= Text to read =
- Born: Raymond Holder Wheeler January 1, 1892 Berlin, Massachusetts, U.S.
- Died: January 1, 1961 (aged 69)
- Education: Clark University (A.B. 1912, A.M. 1913, Ph.D. 1915)
- Known for: Index of international and civil war intensity, 599 B.C.–1943 A.D.; the 510-year and 100-year climate cycles; work in Gestalt psychology
- Scientific career
- Fields: Psychology, climatology, cyclic research
- Workplaces: University of Oregon University of Kansas Babson Institute of Business Administration Weather Science Foundation

= Raymond Holder Wheeler =

Raymond Holder Wheeler (1892–1961) was an American psychologist and climate researcher. A professor of psychology at the University of Kansas from 1925 to 1947, Wheeler is known both for his work in Gestalt psychology and, in later life, for an extensive research programme connecting long-term climate cycles to the rise and fall of civilizations, the intensity of war, and other patterns in human history. His best-known contribution to cycles research is a statistical index of international and civil war intensity spanning 599 B.C. to the mid-20th century, and his proposal of a roughly 510-year climatic cycle. Wheeler was a close collaborator of Edward R. Dewey and the Foundation for the Study of Cycles.

= Challenge 1 =
Render the entries below as a JSON list of strings, one string per line, covering everything from the first line of the entries through the line containing "[(618, 1066)]", both included. Omit blank lines and the pictures.

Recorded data

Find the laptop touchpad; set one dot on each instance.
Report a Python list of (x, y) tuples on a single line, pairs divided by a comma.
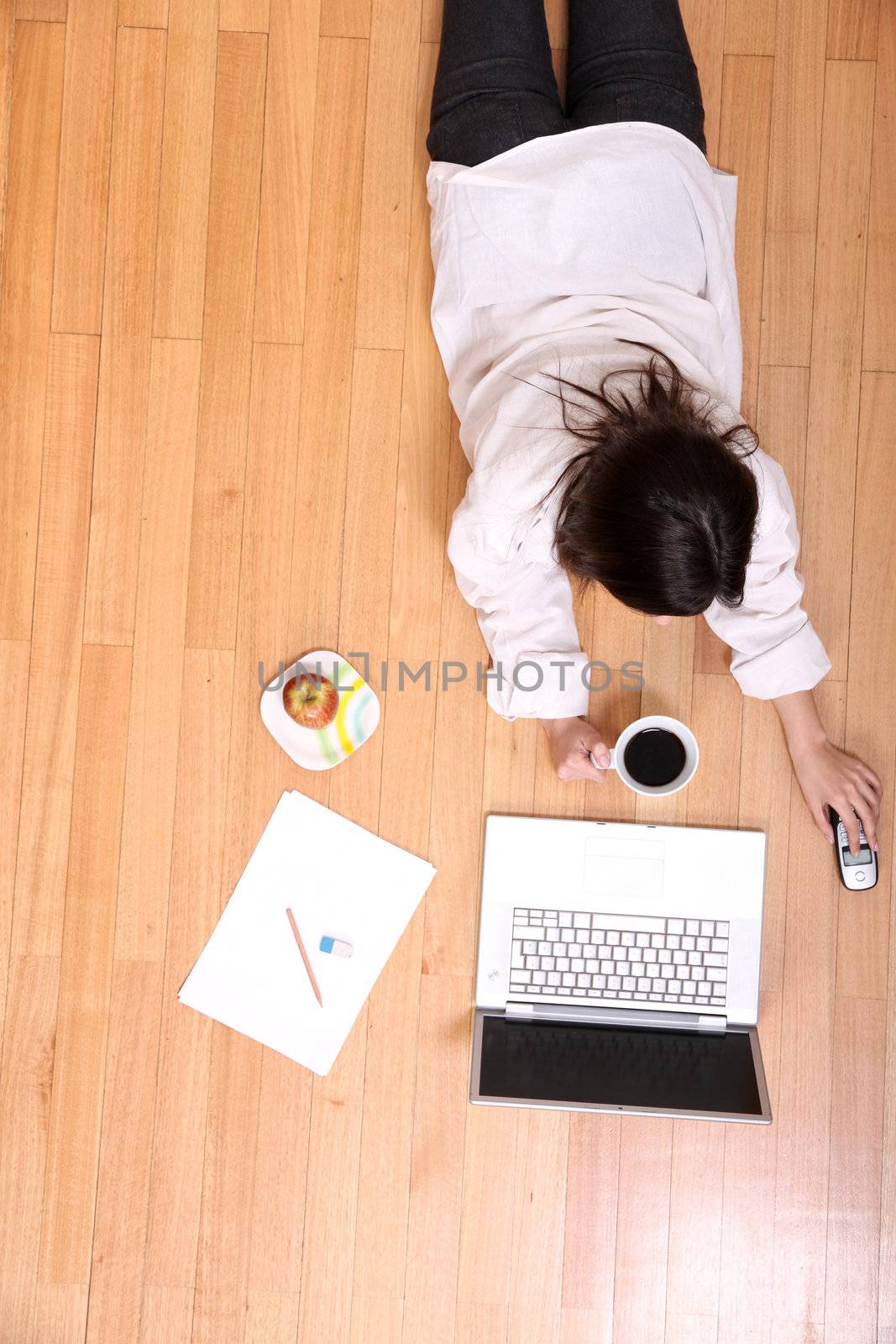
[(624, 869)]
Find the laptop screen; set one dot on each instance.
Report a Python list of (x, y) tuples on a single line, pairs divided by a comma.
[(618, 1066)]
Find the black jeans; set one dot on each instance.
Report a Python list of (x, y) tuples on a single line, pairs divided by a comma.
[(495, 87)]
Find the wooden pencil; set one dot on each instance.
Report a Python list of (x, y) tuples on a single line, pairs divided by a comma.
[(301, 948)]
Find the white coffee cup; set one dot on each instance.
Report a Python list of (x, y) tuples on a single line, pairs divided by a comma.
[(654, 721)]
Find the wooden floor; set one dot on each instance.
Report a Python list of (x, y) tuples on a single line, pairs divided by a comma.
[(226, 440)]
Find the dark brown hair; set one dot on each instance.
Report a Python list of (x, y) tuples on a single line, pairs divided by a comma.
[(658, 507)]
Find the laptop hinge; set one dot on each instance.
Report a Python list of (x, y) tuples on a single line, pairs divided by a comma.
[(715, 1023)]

= Challenge 2 =
Pull out the full text about Raymond Holder Wheeler, word for word.

= Correct response 1 =
[
  "Find the laptop touchpad; set one dot on each instance.",
  "Report a Python list of (x, y) tuples on a single line, pairs divided by a comma.",
  "[(624, 869)]",
  "Find the laptop screen; set one dot on each instance.",
  "Report a Python list of (x, y) tuples on a single line, pairs divided by a comma.",
  "[(618, 1066)]"
]

= Correct response 2 =
- Born: Raymond Holder Wheeler January 1, 1892 Berlin, Massachusetts, U.S.
- Died: January 1, 1961 (aged 69)
- Education: Clark University (A.B. 1912, A.M. 1913, Ph.D. 1915)
- Known for: Index of international and civil war intensity, 599 B.C.–1943 A.D.; the 510-year and 100-year climate cycles; work in Gestalt psychology
- Scientific career
- Fields: Psychology, climatology, cyclic research
- Workplaces: University of Oregon University of Kansas Babson Institute of Business Administration Weather Science Foundation

= Raymond Holder Wheeler =

Raymond Holder Wheeler (1892–1961) was an American psychologist and climate researcher. A professor of psychology at the University of Kansas from 1925 to 1947, Wheeler is known both for his work in Gestalt psychology and, in later life, for an extensive research programme connecting long-term climate cycles to the rise and fall of civilizations, the intensity of war, and other patterns in human history. His best-known contribution to cycles research is a statistical index of international and civil war intensity spanning 599 B.C. to the mid-20th century, and his proposal of a roughly 510-year climatic cycle. Wheeler was a close collaborator of Edward R. Dewey and the Foundation for the Study of Cycles.